Image annotation data:
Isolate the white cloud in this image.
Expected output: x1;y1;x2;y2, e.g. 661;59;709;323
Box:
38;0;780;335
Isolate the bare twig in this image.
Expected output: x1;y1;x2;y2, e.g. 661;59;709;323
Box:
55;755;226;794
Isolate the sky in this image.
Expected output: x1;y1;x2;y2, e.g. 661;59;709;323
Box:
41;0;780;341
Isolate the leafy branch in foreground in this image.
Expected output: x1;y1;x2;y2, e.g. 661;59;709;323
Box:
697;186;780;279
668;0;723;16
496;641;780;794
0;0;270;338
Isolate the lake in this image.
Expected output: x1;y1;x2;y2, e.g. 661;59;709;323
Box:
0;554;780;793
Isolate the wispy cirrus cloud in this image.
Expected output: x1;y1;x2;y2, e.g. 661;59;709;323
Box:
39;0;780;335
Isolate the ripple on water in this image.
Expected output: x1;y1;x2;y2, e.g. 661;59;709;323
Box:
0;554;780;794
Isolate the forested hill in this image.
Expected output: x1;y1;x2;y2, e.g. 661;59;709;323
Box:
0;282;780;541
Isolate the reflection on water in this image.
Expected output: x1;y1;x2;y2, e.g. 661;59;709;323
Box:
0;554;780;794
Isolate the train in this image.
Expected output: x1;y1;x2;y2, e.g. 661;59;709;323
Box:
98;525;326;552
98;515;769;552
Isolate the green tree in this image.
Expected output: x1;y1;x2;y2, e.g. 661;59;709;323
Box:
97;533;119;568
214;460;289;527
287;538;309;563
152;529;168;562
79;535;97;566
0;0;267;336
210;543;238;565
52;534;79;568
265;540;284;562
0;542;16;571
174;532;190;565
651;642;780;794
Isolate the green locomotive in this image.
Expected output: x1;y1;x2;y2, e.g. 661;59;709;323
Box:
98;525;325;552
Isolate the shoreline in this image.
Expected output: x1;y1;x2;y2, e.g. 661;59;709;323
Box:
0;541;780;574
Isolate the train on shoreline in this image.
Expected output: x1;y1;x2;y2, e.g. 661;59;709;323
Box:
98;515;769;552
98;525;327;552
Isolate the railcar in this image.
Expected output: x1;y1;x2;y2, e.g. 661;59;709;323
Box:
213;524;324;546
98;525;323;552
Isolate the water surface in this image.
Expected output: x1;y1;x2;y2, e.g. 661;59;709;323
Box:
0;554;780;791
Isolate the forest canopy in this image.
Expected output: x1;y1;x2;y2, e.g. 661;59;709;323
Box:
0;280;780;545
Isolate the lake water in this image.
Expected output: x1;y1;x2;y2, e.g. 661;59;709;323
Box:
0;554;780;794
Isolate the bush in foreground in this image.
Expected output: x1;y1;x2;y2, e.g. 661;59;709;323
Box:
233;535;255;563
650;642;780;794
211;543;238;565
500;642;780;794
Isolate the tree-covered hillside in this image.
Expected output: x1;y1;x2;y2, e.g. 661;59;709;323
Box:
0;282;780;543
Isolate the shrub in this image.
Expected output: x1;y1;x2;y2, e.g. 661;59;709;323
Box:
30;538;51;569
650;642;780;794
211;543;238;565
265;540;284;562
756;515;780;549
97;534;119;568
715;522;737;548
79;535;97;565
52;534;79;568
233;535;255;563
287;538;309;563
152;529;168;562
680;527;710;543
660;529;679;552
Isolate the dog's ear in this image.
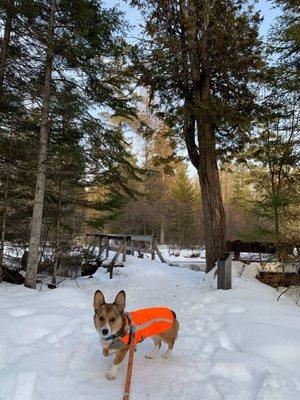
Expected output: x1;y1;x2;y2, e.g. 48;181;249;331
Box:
94;290;105;311
114;290;126;313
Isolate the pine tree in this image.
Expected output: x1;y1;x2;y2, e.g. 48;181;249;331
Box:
271;0;300;90
26;0;138;287
131;0;263;271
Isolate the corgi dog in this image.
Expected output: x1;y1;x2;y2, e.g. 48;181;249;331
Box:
94;290;179;380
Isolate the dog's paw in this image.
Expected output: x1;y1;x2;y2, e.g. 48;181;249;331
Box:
161;350;172;360
145;353;156;360
105;371;117;381
103;348;109;357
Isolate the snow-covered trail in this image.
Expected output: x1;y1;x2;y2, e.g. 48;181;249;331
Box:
0;257;300;400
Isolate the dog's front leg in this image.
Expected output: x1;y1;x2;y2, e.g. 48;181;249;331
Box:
105;346;129;380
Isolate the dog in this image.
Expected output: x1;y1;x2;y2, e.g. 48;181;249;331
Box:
94;290;179;380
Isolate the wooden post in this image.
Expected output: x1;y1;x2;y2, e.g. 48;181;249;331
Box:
233;251;240;261
122;238;127;262
130;240;134;256
154;240;166;263
151;238;155;260
107;243;124;279
218;252;232;290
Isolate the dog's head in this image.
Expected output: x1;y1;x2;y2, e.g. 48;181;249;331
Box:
94;290;126;344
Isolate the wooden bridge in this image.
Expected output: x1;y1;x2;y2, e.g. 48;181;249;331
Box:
86;233;166;278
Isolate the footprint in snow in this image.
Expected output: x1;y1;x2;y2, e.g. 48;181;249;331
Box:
6;308;35;317
227;306;246;314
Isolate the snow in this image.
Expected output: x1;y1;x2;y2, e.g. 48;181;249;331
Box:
0;256;300;400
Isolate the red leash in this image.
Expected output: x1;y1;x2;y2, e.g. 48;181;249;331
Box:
123;324;135;400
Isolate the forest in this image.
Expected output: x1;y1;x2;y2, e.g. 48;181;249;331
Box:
0;0;300;287
0;0;300;400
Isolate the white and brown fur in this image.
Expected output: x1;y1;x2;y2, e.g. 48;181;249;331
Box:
94;290;179;380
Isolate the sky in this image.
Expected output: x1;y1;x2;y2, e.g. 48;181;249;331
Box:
104;0;280;177
104;0;279;40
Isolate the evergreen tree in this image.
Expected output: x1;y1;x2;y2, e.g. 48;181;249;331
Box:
19;0;139;287
131;0;263;271
271;0;300;90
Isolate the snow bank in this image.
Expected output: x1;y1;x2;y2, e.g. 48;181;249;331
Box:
0;256;300;400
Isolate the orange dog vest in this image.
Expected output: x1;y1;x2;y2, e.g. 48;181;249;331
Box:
121;307;174;344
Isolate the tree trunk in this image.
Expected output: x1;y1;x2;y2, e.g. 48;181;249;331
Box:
0;142;12;282
0;173;9;282
181;0;226;272
25;0;56;289
52;181;62;286
0;0;14;96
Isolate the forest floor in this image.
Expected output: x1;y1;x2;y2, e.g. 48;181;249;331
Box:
0;256;300;400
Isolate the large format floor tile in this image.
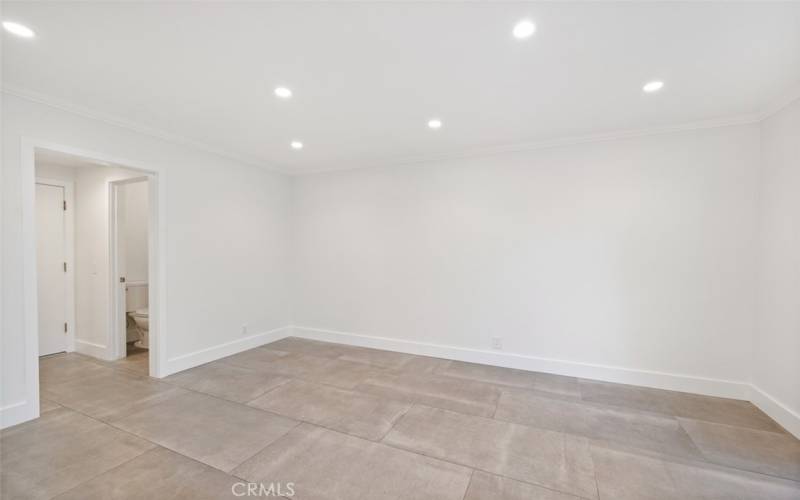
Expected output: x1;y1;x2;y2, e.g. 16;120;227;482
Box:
592;445;682;500
464;471;580;500
298;359;384;389
114;351;150;375
592;445;800;500
0;408;154;499
495;389;702;459
42;370;186;422
339;347;414;369
264;337;346;358
116;393;297;472
57;448;245;500
494;388;588;434
579;379;674;415
214;347;289;371
39;353;111;387
164;363;289;403
250;380;409;441
356;372;500;417
666;461;800;500
681;419;800;481
233;424;470;500
12;344;800;500
670;392;786;433
384;406;597;498
440;361;580;399
440;361;536;389
580;405;703;460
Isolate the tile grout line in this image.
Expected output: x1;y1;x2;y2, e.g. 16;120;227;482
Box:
39;348;796;498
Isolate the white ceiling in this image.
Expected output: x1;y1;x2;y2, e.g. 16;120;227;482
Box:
2;2;800;172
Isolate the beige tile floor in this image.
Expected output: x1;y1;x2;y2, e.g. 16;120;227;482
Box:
0;338;800;500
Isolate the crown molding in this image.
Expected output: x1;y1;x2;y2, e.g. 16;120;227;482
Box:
758;85;800;121
292;113;764;175
0;83;289;174
2;84;800;176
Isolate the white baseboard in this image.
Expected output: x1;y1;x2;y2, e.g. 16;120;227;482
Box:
291;326;750;399
75;339;113;361
162;326;290;377
749;385;800;439
0;401;36;429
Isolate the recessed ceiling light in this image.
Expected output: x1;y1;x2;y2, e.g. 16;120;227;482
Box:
3;21;36;38
275;87;292;99
514;19;536;40
642;80;664;94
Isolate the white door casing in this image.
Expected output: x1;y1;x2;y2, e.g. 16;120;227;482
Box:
36;183;67;356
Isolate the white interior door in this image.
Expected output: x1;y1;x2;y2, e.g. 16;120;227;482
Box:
36;183;67;356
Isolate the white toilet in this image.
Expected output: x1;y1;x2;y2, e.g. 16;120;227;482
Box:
128;307;150;349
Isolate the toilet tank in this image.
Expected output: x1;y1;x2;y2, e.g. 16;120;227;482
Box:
125;282;149;312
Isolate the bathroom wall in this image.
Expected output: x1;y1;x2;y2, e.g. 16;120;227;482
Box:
119;181;148;284
752;95;800;437
75;166;147;358
291;124;759;397
0;91;289;427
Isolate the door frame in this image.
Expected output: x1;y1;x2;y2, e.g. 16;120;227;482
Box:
36;177;76;352
20;137;167;421
108;175;152;359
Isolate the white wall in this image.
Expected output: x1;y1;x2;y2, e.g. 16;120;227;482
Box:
753;100;800;436
292;125;759;396
36;161;75;182
0;93;289;426
120;181;148;282
75;166;142;350
36;162;148;350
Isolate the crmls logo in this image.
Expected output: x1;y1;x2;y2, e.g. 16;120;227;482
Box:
231;483;294;498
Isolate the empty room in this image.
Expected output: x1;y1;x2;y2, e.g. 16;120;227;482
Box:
0;0;800;500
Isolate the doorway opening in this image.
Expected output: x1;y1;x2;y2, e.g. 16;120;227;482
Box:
34;148;154;375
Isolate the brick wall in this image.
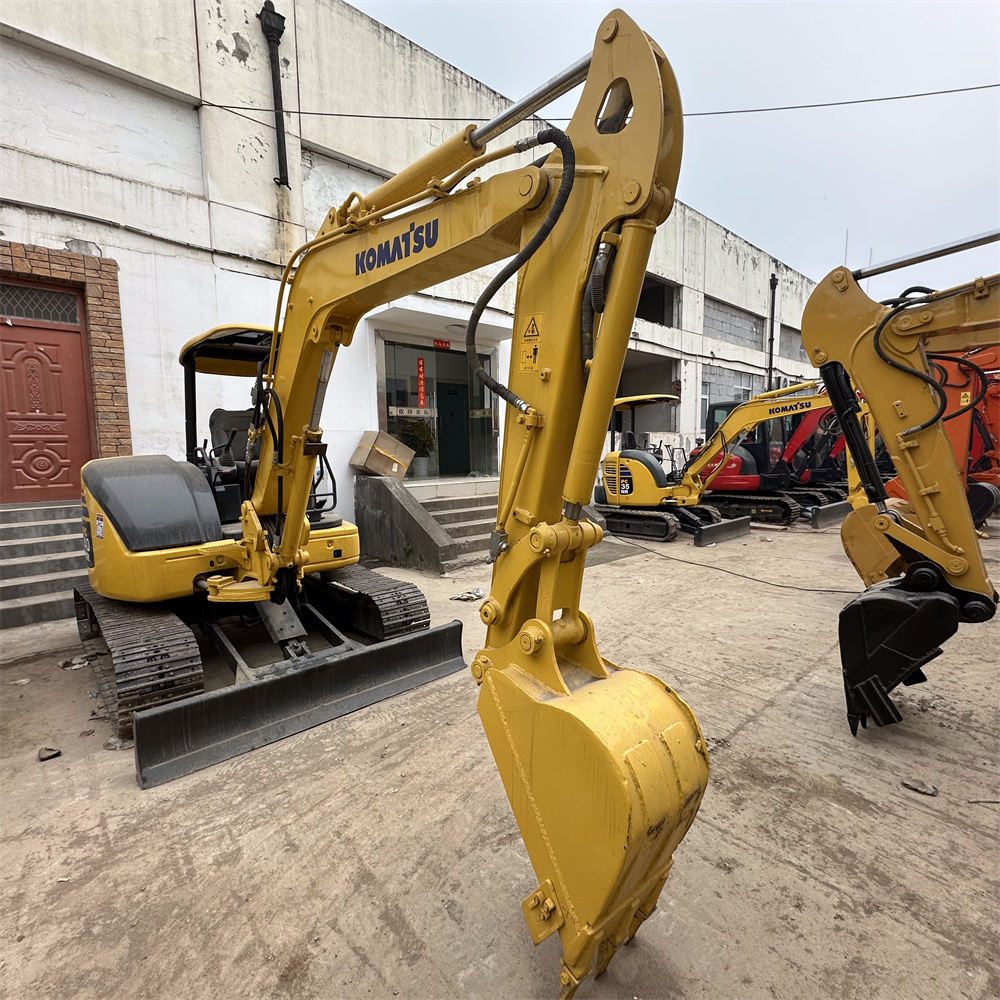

## Stated exercise
Please return, unchanged, the lines of the material starting at the line that contains "Isolate the shoreline in this image." and ending at the line that contains "660;529;679;552", with both of those lines included.

## Exercise response
Isolate the shoreline in this image.
Expected output: x1;y1;x2;y2, e.g. 661;59;709;323
Box:
0;541;780;574
Isolate the train on shoreline in this image.
Expected output: x1;y1;x2;y2, e.g. 661;59;709;323
Box:
98;515;769;552
98;525;327;552
Isolate the railcar in this image.
Expected output: x1;y1;x2;y2, e.g. 661;59;709;323
Box:
213;524;324;546
98;525;323;552
Isolate the water surface in this image.
Expected output: x1;y1;x2;y2, e.g. 661;59;709;323
Box:
0;554;780;791
Isolate the forest canopy in this image.
Expected output: x1;y1;x2;y2, e.g. 661;59;709;323
Box:
0;280;780;545
Isolate the lake water in this image.
Expected output: x1;y1;x2;y2, e.g. 661;59;709;323
Box:
0;554;780;794
Isolate the bush in foreground in this image.
Expected output: x1;y1;x2;y2, e.g. 661;59;709;323
Box:
233;535;255;563
650;642;780;794
211;543;238;565
500;642;780;794
Isolate the tree-covered hillside in this image.
Expected output: x1;y1;x2;y2, e.g. 661;59;709;323
Box:
0;282;780;543
Isolate the shrub in this image.
Expected output: x1;y1;x2;y2, e.g. 661;59;709;323
Box:
30;538;51;569
650;642;780;794
211;543;238;565
265;540;284;562
756;515;780;549
97;534;119;568
715;522;737;548
79;535;97;565
52;534;79;568
233;535;255;563
287;538;309;563
152;529;168;562
680;527;710;543
660;529;679;552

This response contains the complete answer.